EXERCISES TO COMPLETE »
1. Rewrite the paragraph of the text on LLM bias that begins "There is more research to be done" as a short bulleted list that keeps its main facts.
2. Answer these questions from the text on LLM bias:
(a) On which data set was the bias detection model trained?
(b) What out-of-sample accuracy did the Bert model reach in detecting racial/professional bias?
(c) At what kind of task did the finetuned Llama model appear to fare worse?
3. Retype the part of the text on LLM bias that opens with the words "To combat the" and closes with "that we targeted.".

Reducing Bias in Large Language Models
Large language models (LLMs) are trained on a massive corpus of internet text, documents, forums, and more. Much of this data is littered with inconsistencies, inaccuracies, and discriminatory bias. Without accounting for these problems, large language models have been prone to displaying undesirable behavior, including hallucinations, toxicity, and biased stereotypes. Our mission is to eliminate the extremes of stereotyping bias on both ends of the spectrum. We want to reduce the impact of positive and negative bias by training neutral models that don't perpetuate racial and professional stereotypes.
To combat the impact of bias on LLM results, we trained a bias detection model on Huggingface's stereoset. Because of the class imbalance between racial, gender, religious, and professional stereotypes found in the data set, we chose to focus specifically on racial and professional biases. We were able to train a Bert model to detect racial/professional bias with 94% out-of-sample accuracy.
After training the bias classification model we were able to prompt Llama, our LLM of choice, in ways that revealed biased outputs. Using our Bert model, we calculated bias scores for each Llama prompt response and fed those scores back into Llama as finetuned data. After finetuning, Llama displayed significantly less bias in the racial/professional categories that we targeted.
There is more research to be done on this approach to finetuning LLMs. Due to costs and the length of time required, we did not train our Llama model from scratch nor did we complete as extensive of finetuning as is possible. Those with better resources might see success by taking either of those approaches. While we succeeded in reducing bias measurements in the finetuned Llama model, the new model appeared to fare worse at "question-answering" tasks. Future research might look for ways to finetune the model without any loss in performance.
Overall, we showed that Bert can be an excellent choice for completing bias classification tasks using natural language. We had limited success at using a Bert model for reinforcement learning and believe that our approach could bear fruit with further time and research.

DATA RECORDS »
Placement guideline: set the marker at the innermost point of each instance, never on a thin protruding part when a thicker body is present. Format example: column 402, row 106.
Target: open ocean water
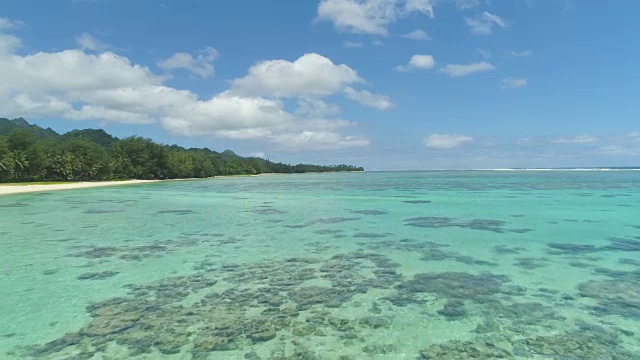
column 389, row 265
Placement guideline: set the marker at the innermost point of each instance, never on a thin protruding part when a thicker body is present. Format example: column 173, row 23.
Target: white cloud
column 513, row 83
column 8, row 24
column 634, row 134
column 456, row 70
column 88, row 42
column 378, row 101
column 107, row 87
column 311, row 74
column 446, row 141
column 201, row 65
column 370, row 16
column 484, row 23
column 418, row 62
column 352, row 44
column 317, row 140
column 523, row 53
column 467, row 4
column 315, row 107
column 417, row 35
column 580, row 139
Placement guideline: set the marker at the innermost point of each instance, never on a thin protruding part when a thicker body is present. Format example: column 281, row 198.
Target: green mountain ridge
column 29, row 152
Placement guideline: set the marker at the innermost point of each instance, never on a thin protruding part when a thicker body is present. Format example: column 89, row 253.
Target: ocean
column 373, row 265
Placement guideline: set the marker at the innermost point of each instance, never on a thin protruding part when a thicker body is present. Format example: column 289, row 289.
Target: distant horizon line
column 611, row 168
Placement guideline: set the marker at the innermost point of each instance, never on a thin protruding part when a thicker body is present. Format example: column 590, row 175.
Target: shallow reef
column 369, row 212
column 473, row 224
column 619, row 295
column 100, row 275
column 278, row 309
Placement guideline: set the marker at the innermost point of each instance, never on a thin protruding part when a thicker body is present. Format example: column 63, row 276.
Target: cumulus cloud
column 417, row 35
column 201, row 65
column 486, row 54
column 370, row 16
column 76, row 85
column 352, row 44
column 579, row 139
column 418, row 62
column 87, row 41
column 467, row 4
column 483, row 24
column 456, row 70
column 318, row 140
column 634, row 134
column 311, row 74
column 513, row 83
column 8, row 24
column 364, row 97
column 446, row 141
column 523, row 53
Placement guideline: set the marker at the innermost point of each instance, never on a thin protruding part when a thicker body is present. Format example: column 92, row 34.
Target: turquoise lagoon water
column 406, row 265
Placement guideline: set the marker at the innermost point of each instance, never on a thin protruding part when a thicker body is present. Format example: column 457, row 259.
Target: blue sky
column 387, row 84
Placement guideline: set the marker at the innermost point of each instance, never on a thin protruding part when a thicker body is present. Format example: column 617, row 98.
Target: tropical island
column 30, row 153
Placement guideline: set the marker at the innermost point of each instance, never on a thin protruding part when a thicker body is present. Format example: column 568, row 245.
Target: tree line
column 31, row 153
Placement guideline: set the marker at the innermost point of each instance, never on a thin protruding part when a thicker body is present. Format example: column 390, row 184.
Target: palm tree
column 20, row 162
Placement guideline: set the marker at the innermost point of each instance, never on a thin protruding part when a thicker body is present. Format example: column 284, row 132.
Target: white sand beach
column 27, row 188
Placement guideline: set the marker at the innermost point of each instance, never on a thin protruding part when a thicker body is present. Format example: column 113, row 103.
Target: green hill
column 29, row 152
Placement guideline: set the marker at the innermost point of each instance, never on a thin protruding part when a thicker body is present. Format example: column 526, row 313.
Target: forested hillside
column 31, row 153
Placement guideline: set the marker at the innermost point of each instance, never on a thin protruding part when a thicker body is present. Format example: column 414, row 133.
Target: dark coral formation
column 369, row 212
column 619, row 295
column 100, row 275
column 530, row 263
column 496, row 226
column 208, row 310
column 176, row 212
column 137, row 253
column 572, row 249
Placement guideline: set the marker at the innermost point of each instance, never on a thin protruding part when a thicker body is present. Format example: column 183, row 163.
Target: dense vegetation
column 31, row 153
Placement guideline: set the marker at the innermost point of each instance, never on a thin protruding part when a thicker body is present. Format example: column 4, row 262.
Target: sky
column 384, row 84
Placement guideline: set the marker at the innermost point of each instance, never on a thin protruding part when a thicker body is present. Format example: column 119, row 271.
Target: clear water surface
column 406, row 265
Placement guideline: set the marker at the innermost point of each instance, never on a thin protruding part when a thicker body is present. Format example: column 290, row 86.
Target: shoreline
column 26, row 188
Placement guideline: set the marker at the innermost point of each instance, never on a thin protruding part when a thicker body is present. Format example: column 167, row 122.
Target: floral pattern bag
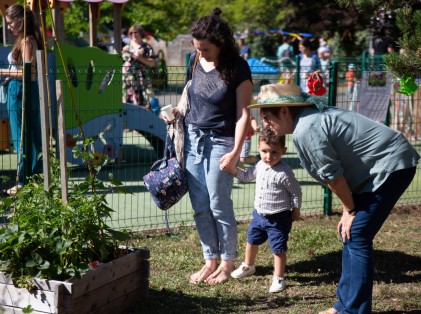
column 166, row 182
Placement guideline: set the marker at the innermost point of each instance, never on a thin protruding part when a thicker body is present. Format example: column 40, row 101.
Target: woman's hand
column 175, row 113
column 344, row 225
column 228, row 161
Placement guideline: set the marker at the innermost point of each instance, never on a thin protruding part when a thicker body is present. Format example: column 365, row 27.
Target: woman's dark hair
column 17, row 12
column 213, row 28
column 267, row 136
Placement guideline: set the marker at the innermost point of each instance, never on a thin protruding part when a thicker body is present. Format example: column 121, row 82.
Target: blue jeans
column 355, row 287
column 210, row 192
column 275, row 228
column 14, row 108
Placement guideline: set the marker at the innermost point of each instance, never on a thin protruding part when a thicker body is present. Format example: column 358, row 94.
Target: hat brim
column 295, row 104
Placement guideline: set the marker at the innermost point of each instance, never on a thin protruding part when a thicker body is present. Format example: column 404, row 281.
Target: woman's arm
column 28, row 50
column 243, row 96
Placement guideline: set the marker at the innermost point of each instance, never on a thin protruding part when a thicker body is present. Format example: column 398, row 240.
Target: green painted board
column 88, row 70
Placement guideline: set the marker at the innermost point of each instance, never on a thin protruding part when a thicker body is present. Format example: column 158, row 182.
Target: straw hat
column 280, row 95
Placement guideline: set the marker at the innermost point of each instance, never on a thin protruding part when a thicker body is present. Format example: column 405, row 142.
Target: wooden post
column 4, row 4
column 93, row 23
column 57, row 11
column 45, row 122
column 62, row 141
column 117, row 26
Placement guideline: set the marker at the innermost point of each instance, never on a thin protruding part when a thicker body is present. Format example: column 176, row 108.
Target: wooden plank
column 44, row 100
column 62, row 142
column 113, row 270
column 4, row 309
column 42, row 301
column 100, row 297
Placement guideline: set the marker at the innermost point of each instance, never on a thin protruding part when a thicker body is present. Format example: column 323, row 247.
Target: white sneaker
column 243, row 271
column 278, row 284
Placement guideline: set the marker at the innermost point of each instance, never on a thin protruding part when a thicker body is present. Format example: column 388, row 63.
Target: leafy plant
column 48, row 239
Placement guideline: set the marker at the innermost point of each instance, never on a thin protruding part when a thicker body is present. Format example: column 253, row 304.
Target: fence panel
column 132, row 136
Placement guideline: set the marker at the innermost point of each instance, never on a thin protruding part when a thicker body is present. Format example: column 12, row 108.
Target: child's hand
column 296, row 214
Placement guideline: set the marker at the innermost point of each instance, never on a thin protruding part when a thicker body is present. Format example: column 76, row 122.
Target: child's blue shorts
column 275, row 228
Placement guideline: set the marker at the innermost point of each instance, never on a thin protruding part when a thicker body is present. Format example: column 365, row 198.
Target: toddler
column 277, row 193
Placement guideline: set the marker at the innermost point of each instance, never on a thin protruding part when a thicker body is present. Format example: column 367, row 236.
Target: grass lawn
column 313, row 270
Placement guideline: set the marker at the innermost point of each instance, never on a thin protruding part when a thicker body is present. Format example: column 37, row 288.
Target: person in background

RESPONSES BY TASK »
1.
- This approach to finetuning LLMs needs more research.
- Because of cost and time, the Llama model was not trained from scratch, and the finetuning was less extensive than it could have been.
- Those with better resources might succeed by taking either of those approaches.
- Finetuning reduced bias measurements, but the new model appeared to do worse at question-answering tasks.
- Future research might look for ways to finetune without losing performance.

2.
(a) Huggingface's stereoset.
(b) 94%.
(c) Question-answering tasks.

3.
To combat the impact of bias on LLM results, we trained a bias detection model on Huggingface's stereoset. Because of the class imbalance between racial, gender, religious, and professional stereotypes found in the data set, we chose to focus specifically on racial and professional biases. We were able to train a Bert model to detect racial/professional bias with 94% out-of-sample accuracy.
After training the bias classification model we were able to prompt Llama, our LLM of choice, in ways that revealed biased outputs. Using our Bert model, we calculated bias scores for each Llama prompt response and fed those scores back into Llama as finetuned data. After finetuning, Llama displayed significantly less bias in the racial/professional categories that we targeted.